Start of INPUT DATA
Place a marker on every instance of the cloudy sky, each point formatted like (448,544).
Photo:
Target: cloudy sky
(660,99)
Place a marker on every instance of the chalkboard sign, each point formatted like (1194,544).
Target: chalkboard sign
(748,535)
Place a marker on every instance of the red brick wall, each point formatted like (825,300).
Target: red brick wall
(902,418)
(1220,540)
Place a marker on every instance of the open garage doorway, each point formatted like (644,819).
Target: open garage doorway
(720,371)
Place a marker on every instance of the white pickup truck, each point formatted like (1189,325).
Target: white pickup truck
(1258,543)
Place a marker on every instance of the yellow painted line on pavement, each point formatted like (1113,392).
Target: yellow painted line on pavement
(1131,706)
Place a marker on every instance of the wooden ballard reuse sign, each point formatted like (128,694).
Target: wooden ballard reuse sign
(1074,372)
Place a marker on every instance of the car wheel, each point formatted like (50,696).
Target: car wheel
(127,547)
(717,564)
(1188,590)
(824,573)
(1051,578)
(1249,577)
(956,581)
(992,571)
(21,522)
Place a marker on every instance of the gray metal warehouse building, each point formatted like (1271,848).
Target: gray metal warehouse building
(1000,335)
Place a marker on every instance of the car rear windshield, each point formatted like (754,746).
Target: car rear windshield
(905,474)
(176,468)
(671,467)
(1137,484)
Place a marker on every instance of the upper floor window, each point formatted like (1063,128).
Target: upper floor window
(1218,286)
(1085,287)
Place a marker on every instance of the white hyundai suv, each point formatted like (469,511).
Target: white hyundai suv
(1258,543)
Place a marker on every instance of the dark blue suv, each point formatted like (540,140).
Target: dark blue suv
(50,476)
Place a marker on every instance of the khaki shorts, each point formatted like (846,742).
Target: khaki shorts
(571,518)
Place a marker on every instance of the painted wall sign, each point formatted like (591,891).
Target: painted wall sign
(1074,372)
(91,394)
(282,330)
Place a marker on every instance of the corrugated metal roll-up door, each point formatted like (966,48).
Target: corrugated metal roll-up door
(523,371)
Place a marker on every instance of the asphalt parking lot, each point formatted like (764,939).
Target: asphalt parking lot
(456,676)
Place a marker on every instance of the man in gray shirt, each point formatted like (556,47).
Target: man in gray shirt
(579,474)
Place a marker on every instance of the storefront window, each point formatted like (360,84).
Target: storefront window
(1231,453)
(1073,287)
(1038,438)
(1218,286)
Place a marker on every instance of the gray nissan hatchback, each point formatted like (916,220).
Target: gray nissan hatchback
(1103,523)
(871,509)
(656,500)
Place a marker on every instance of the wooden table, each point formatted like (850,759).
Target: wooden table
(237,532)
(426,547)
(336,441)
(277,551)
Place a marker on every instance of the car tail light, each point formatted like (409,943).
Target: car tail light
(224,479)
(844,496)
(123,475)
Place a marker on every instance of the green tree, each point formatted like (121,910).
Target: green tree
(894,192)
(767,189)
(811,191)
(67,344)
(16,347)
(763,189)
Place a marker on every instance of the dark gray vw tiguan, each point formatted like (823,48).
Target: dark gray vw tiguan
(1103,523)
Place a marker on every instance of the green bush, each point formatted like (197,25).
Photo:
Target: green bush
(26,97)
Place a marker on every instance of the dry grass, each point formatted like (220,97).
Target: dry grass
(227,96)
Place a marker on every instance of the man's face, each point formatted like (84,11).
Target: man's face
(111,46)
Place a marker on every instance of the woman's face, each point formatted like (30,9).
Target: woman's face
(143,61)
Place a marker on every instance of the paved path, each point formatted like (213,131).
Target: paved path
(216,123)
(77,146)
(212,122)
End of INPUT DATA
### PROBLEM REQUIREMENTS
All of the lines above must be returned exactly.

### WRITTEN REPLY
Place a marker on every instance of the cloudy sky, each point formatted like (448,544).
Photo:
Target: cloudy sky
(660,99)
Place a marker on every instance of the chalkboard sign, each point formatted like (1194,544).
Target: chalkboard sign
(748,535)
Place a marker on every instance of the red brick wall, each point formatted like (825,300).
Target: red brick wall
(902,418)
(1220,540)
Place a marker on every instance of the open garage doorway, each point formatted like (644,819).
Target: open garage doorway
(720,371)
Place a marker on every instance of the white pickup truck, each point formatted like (1189,325).
Target: white pickup truck
(1258,543)
Place a marker on every instance of the yellow painted line on pavement, each point formatted like (1113,392).
Target: yellow painted line on pavement
(1131,706)
Place a marker on every instance of the wooden ballard reuse sign, each point formatted like (128,694).
Target: wooden ballard reuse sign
(1074,372)
Place a marker on every instance of the car wheel, each point formatted like (50,696).
Target: car wheel
(127,547)
(717,564)
(1188,590)
(824,573)
(1051,578)
(1249,577)
(956,581)
(992,571)
(21,522)
Place a marker on every instance of the gray metal warehouse building, each point formatted like (1271,848).
Target: gray metal warehouse building
(1000,335)
Place a marker on every instance of the car rear windshield, each point formatted like (754,746).
Target: car rear windshield
(905,474)
(176,468)
(671,467)
(1137,484)
Place a marker on every instance of the upper floor window, each point formatted like (1063,128).
Target: upper floor window
(1218,286)
(1085,287)
Place a marker on every instance of the white hyundai suv, each point formatted like (469,511).
Target: white hyundai suv
(1258,543)
Place a marker on every instance of the dark blue suv, each point formatted like (540,140).
Target: dark blue suv
(50,476)
Place a marker on every instance of the khaki shorts, each point formatted like (846,742).
Target: khaki shorts
(571,518)
Place a marker on every instance of the painted wall sign, each point formatted like (591,891).
Target: painted wall sign
(1074,372)
(91,394)
(282,330)
Place a marker on every instance of the corrugated metal roll-up door, each point formatted like (966,48).
Target: corrugated metal roll-up door
(523,371)
Place a marker on every instance of the asphalt parking lot, each point formatted like (764,939).
Target: asphalt parking lot
(456,676)
Place a marker on every instance of the man in gray shirt, each point formatted like (556,47).
Target: man in gray shirt
(579,474)
Place a marker on every instance of the storefront window, each point formatted like (360,84).
Target: storefront window
(1231,453)
(1073,287)
(1038,438)
(1218,286)
Place a marker on every instance of the gray nissan hatchback, each point formatted like (916,220).
Target: gray nissan hatchback
(1103,523)
(871,509)
(656,500)
Place a marker on every instance of the wooden table, each point formatted like (850,759).
Target: wooden table
(237,532)
(426,547)
(336,441)
(277,551)
Place a marker on every instance of the car tail light, each point formatted like (409,943).
Target: car tail light
(224,479)
(844,496)
(123,475)
Place a marker on every instance of the green tree, each point formatted like (121,910).
Target: green tree
(894,192)
(767,189)
(811,191)
(67,344)
(16,347)
(763,189)
Place a marker on every instance of the dark gray vw tiguan, each point formatted like (823,48).
Target: dark gray vw tiguan
(1103,523)
Place a marker on every instance of the green bush, each point formatted like (197,25).
Photo:
Target: green bush
(26,97)
Place a marker on every instance of the dry grass, each point formatted like (220,97).
Target: dry grass
(227,96)
Place a marker on every instance of the man's face, each point formatted like (84,11).
Target: man's face
(111,46)
Place a marker on every instance of the woman's face, each point formatted like (30,9).
Target: woman's face
(143,61)
Place a marker on every instance of the paved path, each point formatted like (213,131).
Target: paved path
(216,123)
(77,146)
(212,122)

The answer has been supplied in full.